Stated task: Transcribe each of the records below line for line, without any changes, and leave the pictures out of your answer.

** start of Information provided **

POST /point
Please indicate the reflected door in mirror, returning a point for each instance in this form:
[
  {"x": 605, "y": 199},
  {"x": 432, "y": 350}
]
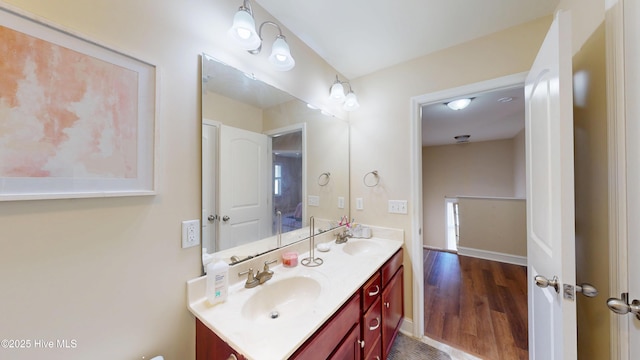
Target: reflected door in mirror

** end of Information provided **

Exercise answer:
POST /point
Please indicate the reflected door in mirror, returning a point for each instance in this form:
[
  {"x": 605, "y": 199},
  {"x": 432, "y": 350}
]
Target: reflected door in mirror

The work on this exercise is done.